> **Problem to solve**: Leaving nothing out, set down all the data exactly.

> **Information given**:
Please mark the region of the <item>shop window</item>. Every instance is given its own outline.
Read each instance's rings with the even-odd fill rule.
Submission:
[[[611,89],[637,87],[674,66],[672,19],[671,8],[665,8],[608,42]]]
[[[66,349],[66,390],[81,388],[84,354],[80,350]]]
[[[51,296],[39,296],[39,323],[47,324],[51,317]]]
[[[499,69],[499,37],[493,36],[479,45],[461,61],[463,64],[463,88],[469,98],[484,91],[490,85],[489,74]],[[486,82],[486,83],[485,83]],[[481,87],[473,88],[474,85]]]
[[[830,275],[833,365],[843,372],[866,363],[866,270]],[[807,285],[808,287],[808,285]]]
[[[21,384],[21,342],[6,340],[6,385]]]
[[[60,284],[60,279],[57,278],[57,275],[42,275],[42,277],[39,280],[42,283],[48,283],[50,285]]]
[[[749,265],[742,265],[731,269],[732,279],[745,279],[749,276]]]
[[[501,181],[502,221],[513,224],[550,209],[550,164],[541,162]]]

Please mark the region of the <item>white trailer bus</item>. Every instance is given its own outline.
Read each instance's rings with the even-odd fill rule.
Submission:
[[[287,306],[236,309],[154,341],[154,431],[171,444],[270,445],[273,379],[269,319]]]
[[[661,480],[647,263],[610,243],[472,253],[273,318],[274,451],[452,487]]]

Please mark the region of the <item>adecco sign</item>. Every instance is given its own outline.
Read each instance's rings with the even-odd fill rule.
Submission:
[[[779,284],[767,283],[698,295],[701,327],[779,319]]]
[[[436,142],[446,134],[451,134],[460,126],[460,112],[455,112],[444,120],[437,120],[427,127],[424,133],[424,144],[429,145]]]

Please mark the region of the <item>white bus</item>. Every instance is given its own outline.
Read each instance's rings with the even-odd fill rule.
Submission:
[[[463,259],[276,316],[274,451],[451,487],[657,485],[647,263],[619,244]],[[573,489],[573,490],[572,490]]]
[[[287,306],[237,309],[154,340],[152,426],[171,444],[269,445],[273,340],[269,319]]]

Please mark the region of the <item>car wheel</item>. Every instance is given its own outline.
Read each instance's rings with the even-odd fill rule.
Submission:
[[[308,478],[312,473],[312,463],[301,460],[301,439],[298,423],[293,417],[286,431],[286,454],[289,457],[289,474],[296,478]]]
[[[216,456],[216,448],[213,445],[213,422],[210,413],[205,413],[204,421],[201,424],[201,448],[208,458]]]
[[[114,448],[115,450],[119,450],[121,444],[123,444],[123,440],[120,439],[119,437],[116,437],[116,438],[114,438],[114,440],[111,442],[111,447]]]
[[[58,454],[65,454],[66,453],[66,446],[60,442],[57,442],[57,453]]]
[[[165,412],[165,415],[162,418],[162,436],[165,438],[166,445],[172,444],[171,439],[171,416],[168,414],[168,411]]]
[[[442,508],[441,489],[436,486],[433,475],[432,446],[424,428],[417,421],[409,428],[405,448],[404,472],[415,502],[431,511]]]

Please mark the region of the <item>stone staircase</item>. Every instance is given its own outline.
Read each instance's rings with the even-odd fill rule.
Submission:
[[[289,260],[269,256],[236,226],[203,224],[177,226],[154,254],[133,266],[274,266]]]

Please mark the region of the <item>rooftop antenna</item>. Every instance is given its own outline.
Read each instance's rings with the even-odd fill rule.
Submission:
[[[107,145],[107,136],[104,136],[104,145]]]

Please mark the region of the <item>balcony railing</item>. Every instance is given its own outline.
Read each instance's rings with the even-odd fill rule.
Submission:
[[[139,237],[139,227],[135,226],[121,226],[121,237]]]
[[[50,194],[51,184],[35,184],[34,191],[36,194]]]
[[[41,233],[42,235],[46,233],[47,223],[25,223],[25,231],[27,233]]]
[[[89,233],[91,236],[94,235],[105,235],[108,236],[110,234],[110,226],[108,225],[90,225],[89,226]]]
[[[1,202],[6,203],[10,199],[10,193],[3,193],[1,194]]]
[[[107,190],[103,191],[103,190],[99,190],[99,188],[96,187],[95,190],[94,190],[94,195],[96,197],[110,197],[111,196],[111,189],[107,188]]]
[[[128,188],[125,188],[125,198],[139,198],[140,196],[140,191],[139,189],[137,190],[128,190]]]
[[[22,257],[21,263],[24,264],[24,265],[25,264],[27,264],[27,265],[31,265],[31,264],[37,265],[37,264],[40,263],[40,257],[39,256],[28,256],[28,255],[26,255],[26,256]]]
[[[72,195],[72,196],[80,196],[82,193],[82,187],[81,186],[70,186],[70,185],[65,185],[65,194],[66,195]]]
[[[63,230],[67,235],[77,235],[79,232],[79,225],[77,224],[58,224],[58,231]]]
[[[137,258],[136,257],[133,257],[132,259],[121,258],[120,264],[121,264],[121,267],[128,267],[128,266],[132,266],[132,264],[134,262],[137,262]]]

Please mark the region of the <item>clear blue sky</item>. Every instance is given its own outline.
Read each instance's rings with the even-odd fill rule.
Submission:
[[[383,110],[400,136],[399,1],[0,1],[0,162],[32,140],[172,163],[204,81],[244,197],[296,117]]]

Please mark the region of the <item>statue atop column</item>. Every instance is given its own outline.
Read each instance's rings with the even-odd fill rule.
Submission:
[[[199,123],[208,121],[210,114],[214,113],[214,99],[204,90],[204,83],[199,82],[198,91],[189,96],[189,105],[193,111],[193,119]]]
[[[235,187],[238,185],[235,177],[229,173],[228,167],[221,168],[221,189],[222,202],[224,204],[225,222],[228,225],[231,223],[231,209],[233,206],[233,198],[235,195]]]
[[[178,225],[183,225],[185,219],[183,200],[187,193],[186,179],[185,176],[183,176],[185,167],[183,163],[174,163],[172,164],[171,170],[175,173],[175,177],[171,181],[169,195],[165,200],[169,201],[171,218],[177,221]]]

> **Reply to the exercise**:
Please mark the region of the <item>shop window</item>. Every instance is given its own outline.
Read each instance's rings with the even-odd fill rule.
Submission:
[[[611,89],[637,87],[674,66],[672,19],[671,8],[665,8],[608,42]]]
[[[66,349],[66,390],[81,388],[84,354],[80,350]]]
[[[51,296],[39,296],[39,323],[47,324],[51,317]]]
[[[499,69],[499,37],[493,36],[479,45],[461,61],[463,64],[463,88],[469,98],[484,91],[490,85],[489,74]],[[486,82],[486,83],[485,83]],[[481,87],[473,88],[474,85]]]
[[[830,275],[833,365],[843,372],[866,363],[866,270]],[[807,285],[808,287],[808,285]]]
[[[21,384],[21,342],[6,340],[6,385]]]
[[[60,284],[60,279],[57,278],[57,275],[42,275],[42,277],[39,280],[42,283],[48,283],[50,285]]]
[[[749,265],[742,265],[731,269],[732,279],[745,279],[749,276]]]
[[[501,181],[502,221],[513,224],[550,209],[550,164],[541,162]]]

Please mark the region of the <item>white trailer bus</item>. Every instance is given its own outline.
Read each instance's rings with the even-odd fill rule.
Submission:
[[[287,306],[236,309],[154,341],[154,431],[171,444],[270,445],[273,379],[269,319]]]
[[[661,480],[647,263],[610,243],[472,253],[273,318],[274,451],[452,487]]]

Please mark the region of the <item>adecco sign</item>. Every instance is given its own outline.
Read each instance's rings with the even-odd fill rule.
Submission:
[[[779,284],[767,283],[698,295],[701,327],[779,319]]]
[[[436,142],[446,134],[451,134],[460,126],[460,112],[455,112],[444,120],[437,120],[427,127],[424,133],[424,144],[429,145]]]

Please mark the region of the <item>white bus</item>. Every instance is given its own outline.
Read each instance's rings with the even-odd fill rule.
Submission:
[[[463,259],[276,316],[274,451],[451,487],[657,485],[647,263],[619,244]],[[573,489],[573,490],[572,490]]]
[[[287,306],[237,309],[154,340],[152,426],[171,444],[269,445],[273,340],[269,319]]]

Please mark the region of the <item>car wheel</item>. Every instance is given its own outline.
Read each instance's rings with the even-odd fill rule.
Submission:
[[[308,478],[312,473],[312,463],[301,460],[301,439],[298,423],[293,417],[286,431],[286,454],[289,457],[289,474],[296,478]]]
[[[216,456],[216,448],[213,445],[213,422],[210,413],[205,413],[204,421],[201,424],[201,448],[208,458]]]
[[[114,448],[115,450],[119,450],[121,444],[123,444],[123,440],[120,439],[119,437],[116,437],[116,438],[114,438],[114,440],[111,442],[111,447]]]
[[[58,454],[65,454],[66,453],[66,446],[60,442],[57,442],[57,453]]]
[[[165,412],[165,415],[162,418],[162,436],[165,438],[166,445],[172,444],[171,439],[171,416],[168,414],[168,411]]]
[[[442,508],[441,489],[436,486],[433,475],[432,446],[424,428],[417,421],[409,428],[405,448],[404,472],[415,502],[431,511]]]

Please mark the region of the <item>stone staircase</item>. Every instance is given its own outline.
Read each instance's rings with the even-odd fill rule.
Submission:
[[[289,260],[269,256],[236,226],[203,224],[177,226],[154,254],[133,266],[274,266]]]

Please mark the region of the <item>rooftop antenna</item>. Every instance is given its own outline.
Read each instance's rings with the even-odd fill rule.
Submission:
[[[107,145],[107,136],[104,136],[104,145]]]

Please mark the region of the <item>balcony railing</item>. Every instance is given its own outline.
Read each instance's rings with the even-odd fill rule.
Submission:
[[[139,237],[139,227],[135,226],[121,226],[121,237]]]
[[[50,194],[51,184],[35,184],[34,191],[36,194]]]
[[[41,233],[42,235],[46,233],[47,223],[25,223],[25,231],[27,233]]]
[[[89,233],[91,236],[94,235],[105,235],[108,236],[110,234],[110,226],[108,225],[90,225],[89,226]]]
[[[1,202],[6,203],[10,199],[10,193],[3,193],[1,194]]]
[[[107,190],[103,191],[103,190],[99,190],[99,188],[96,187],[95,190],[94,190],[94,195],[96,197],[110,197],[111,196],[111,189],[107,188]]]
[[[128,188],[125,188],[125,198],[139,198],[140,196],[140,191],[139,189],[137,190],[128,190]]]
[[[22,257],[21,263],[24,264],[24,265],[25,264],[27,264],[27,265],[31,265],[31,264],[37,265],[37,264],[40,263],[40,257],[39,256],[28,256],[28,255],[26,255],[26,256]]]
[[[72,195],[72,196],[80,196],[82,193],[82,187],[81,186],[70,186],[70,185],[65,185],[65,194],[66,195]]]
[[[63,230],[67,235],[77,235],[79,232],[79,225],[77,224],[58,224],[58,231]]]
[[[137,258],[136,257],[133,257],[132,259],[121,258],[120,264],[121,264],[121,267],[128,267],[128,266],[132,266],[132,264],[134,262],[137,262]]]

Please mark the region of the <item>clear blue sky</item>. Every instance is given its own outline.
Read each instance's rings with the even-odd fill rule.
Submission:
[[[383,110],[400,136],[399,1],[0,1],[0,162],[32,140],[172,163],[204,81],[244,197],[296,117]]]

Please mark the region of the <item>statue atop column</item>. Every instance is given its own outline.
Read each instance's rings with the even-odd fill rule.
Submission:
[[[199,123],[208,121],[210,114],[214,113],[214,99],[204,90],[204,83],[199,82],[198,91],[189,96],[189,105],[193,111],[193,119]]]
[[[235,187],[238,185],[235,177],[229,173],[228,167],[221,168],[221,189],[222,202],[224,204],[225,222],[228,225],[231,223],[231,209],[233,206],[233,198],[235,195]]]
[[[178,225],[183,225],[185,219],[183,200],[187,193],[186,179],[185,176],[183,176],[185,167],[183,163],[174,163],[172,164],[171,170],[175,173],[175,177],[171,181],[169,195],[165,200],[169,201],[171,218],[177,221]]]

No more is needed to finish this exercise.